Variability of practice also affects the indications, frequency, cost of treatment, and the continuing ancillary services necessary to support the patient. Insurance carriers note this variability and its effect on year­to­year expense planning.

Oncologists are the physicians who not only can control the cost of cancer care, but also can determine which new technological and research opportunities will provide true benefit to their patients. To achieve the goal of a value­added cancer carve­out, oncologists must change their practice strategies by developing a functional oncology group practice with predictable patterns of case management.

Development of a Group Practice

Oncology group practice in the past has often consisted of medical, radiation, and surgical oncologists who practice in the same cancer center and participate in standard clinical research programs. Group practice under a capitation contract requires that specialists evaluate goals for the patient at the time of diagnosis and then attempt to achieve those goals in a way that guarantees quality and minimizes cost.4 Under a capitation contract, profits generated through efficient use of resources would directly affect physician reimbursement, clinical research funds, and the purchase of new technology. The oncology provider group can demonstrate value to a health care purchaser by reducing cost, increasing quality, demonstrating improved outcomes, and providing new services not previously available (eg, clinical research, psychological counseling, and rehabilitative services). Oncology group practice is even more complex in the academic institution setting where "superspecialists" will have to merge their interests for the cost efficiency benefit of the patient. This philosophy must be implemented at all levels in the health care system, including house staff.

One of the first steps in group practice development is the establishment of uniform practice patterns. The process of developing practice guidelines is resource­ and labor­ intensive and involves extensive literature review in which data are clear regarding the value of a treatment or service. When data are inconclusive, a method of standardizing physician opinion needs to be established. The use of guidelines, which offer the greatest opportunity to track objective outcomes, demands adequate data­keeping resources. Finally, the physicians must be comfortable with the guidelines so that they will actually be used in day­to­day practice.

## [Data extracts]

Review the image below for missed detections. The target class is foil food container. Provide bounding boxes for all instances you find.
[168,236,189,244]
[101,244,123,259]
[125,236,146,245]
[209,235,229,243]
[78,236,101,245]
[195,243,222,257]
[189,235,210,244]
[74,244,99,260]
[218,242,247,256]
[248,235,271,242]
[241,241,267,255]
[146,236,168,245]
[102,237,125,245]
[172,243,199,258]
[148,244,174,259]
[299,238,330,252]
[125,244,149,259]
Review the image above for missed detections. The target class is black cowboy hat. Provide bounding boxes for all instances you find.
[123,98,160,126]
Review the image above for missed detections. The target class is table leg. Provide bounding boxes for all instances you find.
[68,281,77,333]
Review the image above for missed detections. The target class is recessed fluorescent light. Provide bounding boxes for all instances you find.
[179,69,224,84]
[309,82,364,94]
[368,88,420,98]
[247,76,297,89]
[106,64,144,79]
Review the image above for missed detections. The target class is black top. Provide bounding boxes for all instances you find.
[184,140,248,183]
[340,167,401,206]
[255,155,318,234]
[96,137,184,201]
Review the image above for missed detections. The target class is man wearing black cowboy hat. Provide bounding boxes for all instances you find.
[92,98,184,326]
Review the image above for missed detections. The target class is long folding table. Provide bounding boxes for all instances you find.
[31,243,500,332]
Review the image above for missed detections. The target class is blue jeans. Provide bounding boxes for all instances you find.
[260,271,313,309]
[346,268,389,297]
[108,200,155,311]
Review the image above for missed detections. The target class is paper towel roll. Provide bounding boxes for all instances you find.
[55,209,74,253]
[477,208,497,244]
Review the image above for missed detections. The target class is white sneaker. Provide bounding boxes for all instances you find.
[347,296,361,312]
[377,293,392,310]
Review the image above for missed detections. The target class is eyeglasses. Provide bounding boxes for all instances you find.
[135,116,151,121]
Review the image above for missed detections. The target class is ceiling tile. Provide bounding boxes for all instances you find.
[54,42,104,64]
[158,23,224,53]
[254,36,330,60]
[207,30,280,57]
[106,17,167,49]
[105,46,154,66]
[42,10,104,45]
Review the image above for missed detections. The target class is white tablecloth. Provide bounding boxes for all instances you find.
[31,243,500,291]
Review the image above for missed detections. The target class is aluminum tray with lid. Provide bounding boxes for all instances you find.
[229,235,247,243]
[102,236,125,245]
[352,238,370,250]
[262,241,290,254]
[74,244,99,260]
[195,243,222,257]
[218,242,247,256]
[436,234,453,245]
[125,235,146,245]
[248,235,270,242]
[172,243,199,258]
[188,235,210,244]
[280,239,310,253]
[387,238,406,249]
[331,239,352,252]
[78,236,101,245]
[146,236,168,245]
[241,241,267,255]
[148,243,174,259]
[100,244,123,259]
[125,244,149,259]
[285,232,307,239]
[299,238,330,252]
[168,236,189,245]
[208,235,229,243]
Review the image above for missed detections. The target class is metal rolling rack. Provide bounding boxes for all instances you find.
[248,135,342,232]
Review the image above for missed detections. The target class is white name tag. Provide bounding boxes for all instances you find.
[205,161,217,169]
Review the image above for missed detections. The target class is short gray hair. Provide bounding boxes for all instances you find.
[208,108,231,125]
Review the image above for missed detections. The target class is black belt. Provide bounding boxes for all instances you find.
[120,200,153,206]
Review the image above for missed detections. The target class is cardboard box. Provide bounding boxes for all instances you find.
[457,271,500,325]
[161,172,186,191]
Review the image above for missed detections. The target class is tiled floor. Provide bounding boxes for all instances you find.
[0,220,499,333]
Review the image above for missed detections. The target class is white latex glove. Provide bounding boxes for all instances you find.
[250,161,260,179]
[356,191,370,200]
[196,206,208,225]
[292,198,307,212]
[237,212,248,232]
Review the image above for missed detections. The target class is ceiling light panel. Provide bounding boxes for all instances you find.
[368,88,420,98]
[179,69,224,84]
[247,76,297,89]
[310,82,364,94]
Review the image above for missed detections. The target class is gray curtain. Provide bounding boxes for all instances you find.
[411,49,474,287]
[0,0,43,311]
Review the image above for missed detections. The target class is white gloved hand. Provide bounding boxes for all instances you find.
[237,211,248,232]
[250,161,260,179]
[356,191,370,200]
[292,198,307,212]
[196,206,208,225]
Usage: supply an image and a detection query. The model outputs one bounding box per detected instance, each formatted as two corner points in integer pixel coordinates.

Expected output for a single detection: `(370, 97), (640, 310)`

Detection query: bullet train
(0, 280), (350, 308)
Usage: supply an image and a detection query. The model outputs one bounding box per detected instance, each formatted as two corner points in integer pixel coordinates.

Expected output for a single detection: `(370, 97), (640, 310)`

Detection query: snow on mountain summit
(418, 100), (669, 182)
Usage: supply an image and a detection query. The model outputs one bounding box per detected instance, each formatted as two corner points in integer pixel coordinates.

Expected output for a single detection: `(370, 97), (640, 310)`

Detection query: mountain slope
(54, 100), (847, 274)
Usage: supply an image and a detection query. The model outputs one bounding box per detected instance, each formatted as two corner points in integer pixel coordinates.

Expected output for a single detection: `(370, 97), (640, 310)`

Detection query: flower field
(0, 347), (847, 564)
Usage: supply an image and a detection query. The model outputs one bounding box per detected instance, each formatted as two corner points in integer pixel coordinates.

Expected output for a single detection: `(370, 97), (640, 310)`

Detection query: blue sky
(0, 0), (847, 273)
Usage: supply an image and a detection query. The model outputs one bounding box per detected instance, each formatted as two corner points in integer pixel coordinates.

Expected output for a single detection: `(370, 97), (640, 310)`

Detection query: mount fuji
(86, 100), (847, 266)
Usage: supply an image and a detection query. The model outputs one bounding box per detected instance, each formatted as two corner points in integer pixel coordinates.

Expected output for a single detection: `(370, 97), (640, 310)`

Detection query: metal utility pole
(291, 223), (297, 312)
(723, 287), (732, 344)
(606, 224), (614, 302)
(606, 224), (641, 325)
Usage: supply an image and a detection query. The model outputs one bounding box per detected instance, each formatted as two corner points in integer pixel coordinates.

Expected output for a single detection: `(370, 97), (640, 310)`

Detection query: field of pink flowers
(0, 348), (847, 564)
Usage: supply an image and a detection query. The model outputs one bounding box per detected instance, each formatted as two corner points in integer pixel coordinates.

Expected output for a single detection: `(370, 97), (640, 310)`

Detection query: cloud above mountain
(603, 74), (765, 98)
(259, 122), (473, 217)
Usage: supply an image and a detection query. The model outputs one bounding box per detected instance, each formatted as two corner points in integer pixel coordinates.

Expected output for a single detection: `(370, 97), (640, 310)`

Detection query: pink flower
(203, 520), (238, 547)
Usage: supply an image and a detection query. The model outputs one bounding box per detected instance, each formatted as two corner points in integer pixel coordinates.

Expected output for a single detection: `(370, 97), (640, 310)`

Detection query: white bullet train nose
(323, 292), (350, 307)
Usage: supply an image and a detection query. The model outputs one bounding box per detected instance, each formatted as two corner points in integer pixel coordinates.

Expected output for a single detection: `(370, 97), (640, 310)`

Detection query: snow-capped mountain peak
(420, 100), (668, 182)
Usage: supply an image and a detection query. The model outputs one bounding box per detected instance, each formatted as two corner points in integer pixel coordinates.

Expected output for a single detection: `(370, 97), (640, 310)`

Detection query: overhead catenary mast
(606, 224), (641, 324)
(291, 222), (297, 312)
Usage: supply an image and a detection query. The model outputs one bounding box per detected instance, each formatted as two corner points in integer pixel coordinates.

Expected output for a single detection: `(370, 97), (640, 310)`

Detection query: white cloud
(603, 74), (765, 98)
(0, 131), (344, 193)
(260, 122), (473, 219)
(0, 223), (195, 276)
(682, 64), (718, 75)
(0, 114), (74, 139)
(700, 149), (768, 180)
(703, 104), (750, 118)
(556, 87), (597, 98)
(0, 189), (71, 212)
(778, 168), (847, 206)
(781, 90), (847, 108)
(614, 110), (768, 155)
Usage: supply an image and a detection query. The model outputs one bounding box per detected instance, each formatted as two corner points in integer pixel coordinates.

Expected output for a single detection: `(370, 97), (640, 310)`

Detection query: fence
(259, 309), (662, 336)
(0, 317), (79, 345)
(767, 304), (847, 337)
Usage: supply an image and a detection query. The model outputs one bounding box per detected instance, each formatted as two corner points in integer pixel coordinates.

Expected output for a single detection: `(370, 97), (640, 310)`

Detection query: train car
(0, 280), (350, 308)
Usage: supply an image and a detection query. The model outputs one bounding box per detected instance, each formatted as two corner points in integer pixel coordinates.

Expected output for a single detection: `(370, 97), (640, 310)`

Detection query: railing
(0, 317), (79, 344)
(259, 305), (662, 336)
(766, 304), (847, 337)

## [Tasks to carry out]
[a] Reproduce the passage on oncology group practice from "Oncologists are the" up to and including "of case management.".
[b] According to the passage on oncology group practice, why does the efficient use of resources under a capitation contract matter to physicians? Answer in one to three sentences.
[c] Resume the passage on oncology group practice after its final sentence and carry it forward.

## [Expected responses]
[a]
Oncologists are the physicians who not only can control the cost of cancer care, but also can determine which new technological and research opportunities will provide true benefit to their patients. To achieve the goal of a value­added cancer carve­out, oncologists must change their practice strategies by developing a functional oncology group practice with predictable patterns of case management.

[b] Under a capitation contract, profits generated through efficient use of resources would directly affect physician reimbursement. They would also affect clinical research funds and the purchase of new technology.

[c]
A major obstacle in the effective functioning of an oncology group practice is the difficulty in evaluating the value of each of the oncology specialties within a capitation system. Oncology specialists traditionally have been well reimbursed for treatment of the individual patient on a fee­for­service basis. Under a capitation system, although the group as a whole will benefit from efficient and economical delivery of services, reimbursement to individual members of the group will need to be realigned to reflect the new delivery paradigm.5

Conclusions

To prosper under capitation, oncologists will have to recognize and adapt to the economic realities on the medical horizon. The oncologists who will be able to retain control of their practices in the managed care arena are those who can form a functional specialty group practice that streamlines and consolidates their services. They will develop realistic and practical guidelines to provide and evaluate quality oncologic care without unnecessary expenditures and will organize the appropriate use of expensive technology.

We are being challenged to change our previously accepted practice patterns for the sake of treatment quality and efficiency. Rising to this challenge will not be easy and will require a strong commitment from all of us.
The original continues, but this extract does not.